> _EXERCISE DESCRIPTION_:
Extract every line of the material below and reproduce it faithfully.

> _SUPPLIED ENTRIES_:
= = = = =

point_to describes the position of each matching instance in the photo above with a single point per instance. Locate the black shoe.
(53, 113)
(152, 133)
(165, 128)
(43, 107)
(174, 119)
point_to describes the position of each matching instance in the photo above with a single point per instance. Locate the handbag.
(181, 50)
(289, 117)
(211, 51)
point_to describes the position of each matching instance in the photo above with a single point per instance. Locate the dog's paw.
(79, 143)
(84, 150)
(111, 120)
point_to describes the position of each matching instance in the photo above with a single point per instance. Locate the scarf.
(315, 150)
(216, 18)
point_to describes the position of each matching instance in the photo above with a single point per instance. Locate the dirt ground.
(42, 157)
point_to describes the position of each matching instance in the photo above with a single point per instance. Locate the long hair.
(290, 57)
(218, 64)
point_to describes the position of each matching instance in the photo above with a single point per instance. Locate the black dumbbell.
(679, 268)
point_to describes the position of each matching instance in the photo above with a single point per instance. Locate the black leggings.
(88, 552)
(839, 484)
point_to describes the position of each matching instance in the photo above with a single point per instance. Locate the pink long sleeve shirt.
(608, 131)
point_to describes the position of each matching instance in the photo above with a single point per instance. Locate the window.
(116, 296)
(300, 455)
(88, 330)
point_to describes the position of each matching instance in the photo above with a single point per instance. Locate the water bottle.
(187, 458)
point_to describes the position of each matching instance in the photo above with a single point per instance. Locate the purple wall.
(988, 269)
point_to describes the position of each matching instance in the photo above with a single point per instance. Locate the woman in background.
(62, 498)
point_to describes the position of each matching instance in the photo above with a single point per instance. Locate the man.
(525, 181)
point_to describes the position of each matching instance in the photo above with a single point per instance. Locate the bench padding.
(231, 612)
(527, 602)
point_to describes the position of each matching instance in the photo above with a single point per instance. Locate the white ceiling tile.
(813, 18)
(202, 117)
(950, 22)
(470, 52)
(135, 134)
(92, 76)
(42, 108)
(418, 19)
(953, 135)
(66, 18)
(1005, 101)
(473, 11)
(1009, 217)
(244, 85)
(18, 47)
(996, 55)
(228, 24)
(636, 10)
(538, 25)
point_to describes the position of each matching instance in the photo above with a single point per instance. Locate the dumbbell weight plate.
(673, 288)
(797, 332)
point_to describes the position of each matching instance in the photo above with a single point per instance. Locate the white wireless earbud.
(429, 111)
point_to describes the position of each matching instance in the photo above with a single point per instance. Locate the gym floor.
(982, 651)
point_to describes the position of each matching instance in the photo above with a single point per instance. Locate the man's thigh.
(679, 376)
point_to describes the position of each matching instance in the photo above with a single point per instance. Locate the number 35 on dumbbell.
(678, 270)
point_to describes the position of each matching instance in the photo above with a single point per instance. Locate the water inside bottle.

= = = = =

> _PROBLEM SOLUTION_:
point_to describes the position of each matching instance in the photo above with a single point per instance. Locate the black shoe.
(53, 113)
(152, 133)
(165, 128)
(43, 107)
(174, 119)
point_to describes the position of each matching instance in the photo above with a single point per instance. Locate the handbag.
(181, 50)
(289, 117)
(211, 51)
point_to describes the position of each matching instance in the photo above with a single point per instance. Locate the dog's paw.
(79, 143)
(84, 150)
(111, 120)
point_to describes the position of each matching instance in the photo above with a single point per instance. Locate the scarf.
(315, 150)
(216, 18)
point_to describes the position of each matching instance in the photo above with a single point per instance. Locate the dirt ground.
(42, 157)
point_to describes the position of each matching instance in the photo above with a single point per instance. Locate the long hair.
(290, 57)
(218, 64)
point_to describes the position of each matching instance in the photo above with a single point per instance. Locate the black dumbbell.
(679, 268)
point_to describes the position of each matching instance in the photo above with a single point per instance. Locate the black leggings.
(88, 552)
(839, 484)
point_to describes the position of each matching instance in the photo above with a single point per instance. Locate the pink long sleeve shirt.
(608, 131)
point_to describes the position of each matching instance in the photo above with a single point per instance. Locate the window.
(116, 296)
(300, 455)
(88, 330)
point_to describes the position of each matching instance in the photo above with a single point per instance. Locate the water bottle.
(187, 458)
point_to describes the position of each matching instance in the photo above with a single point per instance. Locate the purple wall.
(988, 269)
point_to describes the position of each matching instance in the photo above with a single point per instance. Locate the woman in background.
(62, 498)
point_to describes the position of each matching instance in the photo above with a single point per instance. Locate the man.
(525, 181)
point_to describes the position of each matching instance in the photo above with a single point per instance. Locate the bench padding.
(231, 612)
(527, 602)
point_to describes the position of each matching instance in the photo above with a single point per instance. Locate the white ceiling tile.
(813, 18)
(202, 117)
(950, 22)
(470, 52)
(135, 134)
(92, 76)
(42, 108)
(418, 19)
(953, 135)
(66, 18)
(1005, 101)
(473, 11)
(1009, 217)
(244, 85)
(18, 47)
(996, 55)
(228, 24)
(636, 10)
(538, 25)
point_to describes the position of each matching instance in the photo above with a single point per instance. Locate the dumbbell weight plate.
(673, 288)
(797, 332)
point_to describes the position of each matching instance in the photo above with a single point per instance. Locate the white wireless earbud.
(429, 111)
point_to describes the position of each matching instance in the photo above with a single point per instance. Locate the gym floor.
(982, 651)
point_to describes the position of each matching instance in the photo above with a single point per instance. Locate the man's thigh.
(679, 376)
point_to describes the position of each matching instance in the photo above with a single point per instance. Locate the number 35 on dumbbell.
(678, 270)
point_to describes the position of each matching instance in the photo above with a single point per instance. Locate the water inside bottle.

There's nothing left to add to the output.